The data →
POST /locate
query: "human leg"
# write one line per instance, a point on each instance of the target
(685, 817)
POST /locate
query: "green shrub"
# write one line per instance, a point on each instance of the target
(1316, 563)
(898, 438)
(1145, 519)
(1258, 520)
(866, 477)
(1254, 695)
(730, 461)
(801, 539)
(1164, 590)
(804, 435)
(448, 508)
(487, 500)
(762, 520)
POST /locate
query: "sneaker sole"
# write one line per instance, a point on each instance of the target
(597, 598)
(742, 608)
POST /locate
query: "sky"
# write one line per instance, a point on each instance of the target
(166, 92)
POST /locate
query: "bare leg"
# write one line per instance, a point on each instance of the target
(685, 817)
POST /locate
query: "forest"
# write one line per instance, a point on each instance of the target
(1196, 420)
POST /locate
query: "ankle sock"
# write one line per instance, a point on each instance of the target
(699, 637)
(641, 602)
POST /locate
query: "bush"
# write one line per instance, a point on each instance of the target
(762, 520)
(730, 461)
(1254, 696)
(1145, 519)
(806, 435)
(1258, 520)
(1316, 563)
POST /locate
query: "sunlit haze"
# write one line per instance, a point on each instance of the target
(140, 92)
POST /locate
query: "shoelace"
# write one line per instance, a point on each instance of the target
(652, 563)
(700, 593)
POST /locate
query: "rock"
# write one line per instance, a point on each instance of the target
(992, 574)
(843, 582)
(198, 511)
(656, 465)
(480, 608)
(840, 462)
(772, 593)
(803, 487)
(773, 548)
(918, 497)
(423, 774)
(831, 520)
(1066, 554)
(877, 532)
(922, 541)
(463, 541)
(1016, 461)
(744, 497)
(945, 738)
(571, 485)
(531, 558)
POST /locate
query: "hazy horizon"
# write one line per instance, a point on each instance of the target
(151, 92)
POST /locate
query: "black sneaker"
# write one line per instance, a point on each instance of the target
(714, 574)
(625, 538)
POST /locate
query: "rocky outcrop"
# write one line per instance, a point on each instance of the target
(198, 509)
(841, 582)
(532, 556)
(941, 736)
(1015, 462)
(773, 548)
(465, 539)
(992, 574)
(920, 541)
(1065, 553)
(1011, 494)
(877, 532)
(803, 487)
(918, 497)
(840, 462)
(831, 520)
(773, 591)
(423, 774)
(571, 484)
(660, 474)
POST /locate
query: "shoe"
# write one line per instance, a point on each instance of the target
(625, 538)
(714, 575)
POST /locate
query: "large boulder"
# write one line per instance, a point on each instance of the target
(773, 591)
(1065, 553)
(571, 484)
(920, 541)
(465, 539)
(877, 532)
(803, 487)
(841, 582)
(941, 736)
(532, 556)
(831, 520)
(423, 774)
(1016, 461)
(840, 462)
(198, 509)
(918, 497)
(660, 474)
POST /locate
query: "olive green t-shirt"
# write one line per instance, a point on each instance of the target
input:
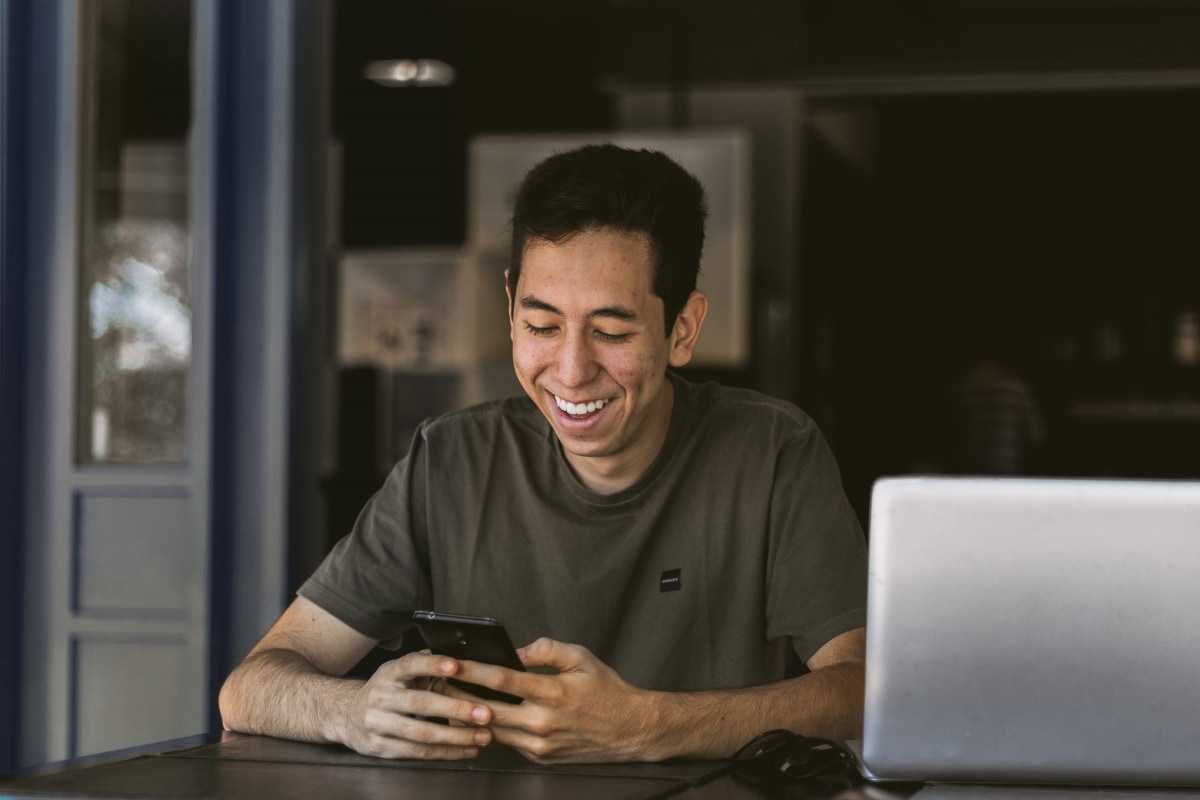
(738, 537)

Your goal → Restating the data word for word is the task, and pictures are to be omitted.

Answer to the exercise →
POST /locate
query: "human leg"
# write one line per instance, a point on each instance of the target
(685, 817)
POST /locate
query: "green shrub"
# write one line per instance, a point on each instance of the target
(1316, 563)
(898, 438)
(1145, 519)
(1258, 520)
(866, 477)
(1254, 695)
(730, 461)
(801, 539)
(1164, 590)
(804, 435)
(448, 508)
(487, 500)
(762, 520)
POST /locate
query: "sneaker sole"
# write one line per instance, a point on each instance of the target
(597, 598)
(742, 608)
POST /locate
query: "sky"
# write one line per instance, a point on each instance of the target
(166, 92)
POST /locate
query: "bare leg"
# write one line per instance, a point on each instance of the target
(685, 817)
POST /locate
query: "forest"
# write one line per instance, a point on each instance of the target
(1196, 420)
POST /locate
query: "ankle sock"
# write one line per instance, a point on each instance of the target
(699, 637)
(641, 602)
POST /locate
query: "bush"
# write one line per instance, a point on each instance of the target
(762, 520)
(730, 461)
(1254, 696)
(1145, 519)
(806, 435)
(1258, 520)
(1316, 563)
POST /locate
query: "sunlit haze"
# write one line per instance, a point on each instance of the target
(140, 92)
POST /locate
query: "shoelace"
# write one line per instance, a point on each instance of the target
(652, 563)
(700, 593)
POST /locate
query: "rock"
# write one line per instance, a point on each instance of the target
(992, 574)
(843, 582)
(198, 511)
(656, 465)
(480, 608)
(840, 462)
(772, 593)
(803, 487)
(773, 548)
(918, 497)
(423, 774)
(831, 520)
(1066, 554)
(877, 532)
(922, 541)
(463, 541)
(1016, 461)
(744, 497)
(945, 738)
(571, 485)
(531, 558)
POST /locate
query: "hazy horizon"
# write one line per instance, a point on each instance of the target
(151, 92)
POST /locate
query: "black sneaker"
# write one line per instance, a point on each instance of the target
(714, 574)
(625, 538)
POST /locate
query: "rocky outcrop"
# write one line per instance, a point on each instance of the target
(198, 509)
(841, 582)
(532, 556)
(941, 736)
(1015, 462)
(773, 548)
(465, 539)
(992, 574)
(920, 541)
(1065, 553)
(1011, 494)
(877, 532)
(803, 487)
(918, 497)
(840, 462)
(831, 520)
(773, 591)
(423, 774)
(571, 484)
(660, 474)
POST /locate
query: "shoe"
# write one line per instance, a point on each instance of the target
(625, 538)
(714, 575)
POST /locate
query: "large boulder"
# write one line per instance, a point on each instance of the target
(773, 591)
(1065, 553)
(571, 484)
(920, 541)
(465, 539)
(877, 532)
(803, 487)
(841, 582)
(941, 736)
(532, 556)
(831, 520)
(423, 774)
(1016, 461)
(840, 462)
(198, 509)
(918, 497)
(660, 474)
POST /locate
query: "olive green t-shirt"
# write one line per instance, a point on each instance of the target
input:
(738, 537)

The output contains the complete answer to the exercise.